▶ [What you will do] Restate the data word for word and leave the images out.

▶ [The records]
[START]
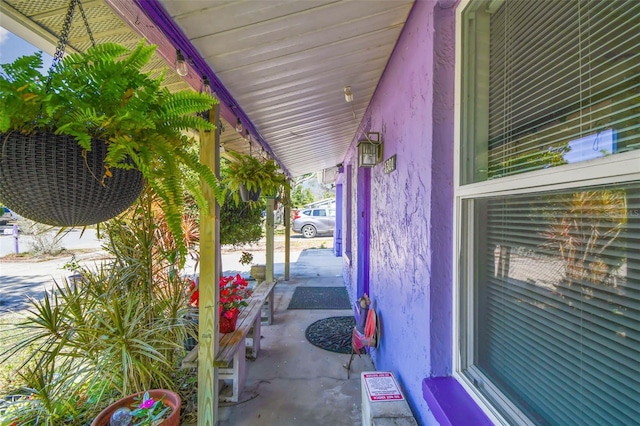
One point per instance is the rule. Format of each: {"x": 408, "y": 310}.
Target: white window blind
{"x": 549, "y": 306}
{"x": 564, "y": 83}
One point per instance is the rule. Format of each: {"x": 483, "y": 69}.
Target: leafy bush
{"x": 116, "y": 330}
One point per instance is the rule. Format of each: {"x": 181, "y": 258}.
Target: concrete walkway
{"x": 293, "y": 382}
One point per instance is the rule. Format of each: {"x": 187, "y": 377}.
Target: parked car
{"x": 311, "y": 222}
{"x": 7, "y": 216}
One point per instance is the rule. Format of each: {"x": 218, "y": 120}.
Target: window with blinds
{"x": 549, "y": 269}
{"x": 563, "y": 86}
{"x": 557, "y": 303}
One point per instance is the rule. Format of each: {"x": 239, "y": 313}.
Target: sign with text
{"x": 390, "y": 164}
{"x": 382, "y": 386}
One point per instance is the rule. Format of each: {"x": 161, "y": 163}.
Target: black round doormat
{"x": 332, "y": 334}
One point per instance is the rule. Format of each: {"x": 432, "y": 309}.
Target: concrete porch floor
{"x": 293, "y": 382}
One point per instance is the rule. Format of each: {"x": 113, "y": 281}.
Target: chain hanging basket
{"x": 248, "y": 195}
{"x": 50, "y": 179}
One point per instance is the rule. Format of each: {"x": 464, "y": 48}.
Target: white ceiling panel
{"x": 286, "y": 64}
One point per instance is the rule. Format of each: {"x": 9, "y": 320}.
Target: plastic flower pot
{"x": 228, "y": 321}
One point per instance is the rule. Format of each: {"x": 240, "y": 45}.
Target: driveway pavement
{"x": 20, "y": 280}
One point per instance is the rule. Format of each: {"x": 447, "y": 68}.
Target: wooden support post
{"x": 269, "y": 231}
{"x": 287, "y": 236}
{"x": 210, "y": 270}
[END]
▶ [Response for this exercise]
One point per instance is the rule. Format of each: {"x": 408, "y": 310}.
Target: white window blind
{"x": 549, "y": 306}
{"x": 564, "y": 83}
One point per instance is the rule. Format of each: {"x": 483, "y": 69}.
Target: leafy bush
{"x": 116, "y": 330}
One point per instance is the rule. Format of each: {"x": 181, "y": 258}.
Target: concrete walkway
{"x": 293, "y": 382}
One point per instance is the rule. Format of each: {"x": 187, "y": 377}.
Target: parked car
{"x": 311, "y": 222}
{"x": 7, "y": 216}
One point per instance is the rule. Format of each: {"x": 218, "y": 120}.
Target: window with blinds
{"x": 549, "y": 269}
{"x": 563, "y": 86}
{"x": 557, "y": 303}
One point per instance is the rule. Format of each: {"x": 239, "y": 313}.
Target: sign with text
{"x": 390, "y": 164}
{"x": 382, "y": 386}
One point per instance is the rule. Format of each: {"x": 161, "y": 163}.
Target: black round doormat
{"x": 332, "y": 334}
One point per instance is the rule. Format of each: {"x": 432, "y": 309}.
Target: concrete porch floor
{"x": 293, "y": 382}
One point per instance is the rule. Format of each: {"x": 113, "y": 281}.
Target: chain hanging basket
{"x": 248, "y": 195}
{"x": 50, "y": 179}
One point per instance is the rule. Format of each: {"x": 464, "y": 48}.
Target: white ceiling panel
{"x": 286, "y": 64}
One point per instance is the rule. Format of each: {"x": 9, "y": 320}.
Target: plastic flower pot
{"x": 228, "y": 321}
One point per instance is the rule. Format of each: {"x": 240, "y": 45}.
Target: driveway pavement
{"x": 20, "y": 280}
One point per instance is the rule. Format of each: {"x": 447, "y": 68}.
Target: wooden support post
{"x": 269, "y": 231}
{"x": 287, "y": 236}
{"x": 210, "y": 270}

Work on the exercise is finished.